▸ **Set problem**: Output every record below exactly as it appears.

[Object pointing dataset rows]
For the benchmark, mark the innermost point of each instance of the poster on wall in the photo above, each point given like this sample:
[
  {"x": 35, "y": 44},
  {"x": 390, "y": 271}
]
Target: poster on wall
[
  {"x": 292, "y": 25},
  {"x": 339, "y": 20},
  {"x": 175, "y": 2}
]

▸ **Final answer**:
For the benchmark, mark the innermost point of each instance of the poster on wall in the photo above, each point given like this sample:
[
  {"x": 35, "y": 44},
  {"x": 390, "y": 271}
]
Target: poster on wall
[
  {"x": 292, "y": 25},
  {"x": 339, "y": 20},
  {"x": 175, "y": 2}
]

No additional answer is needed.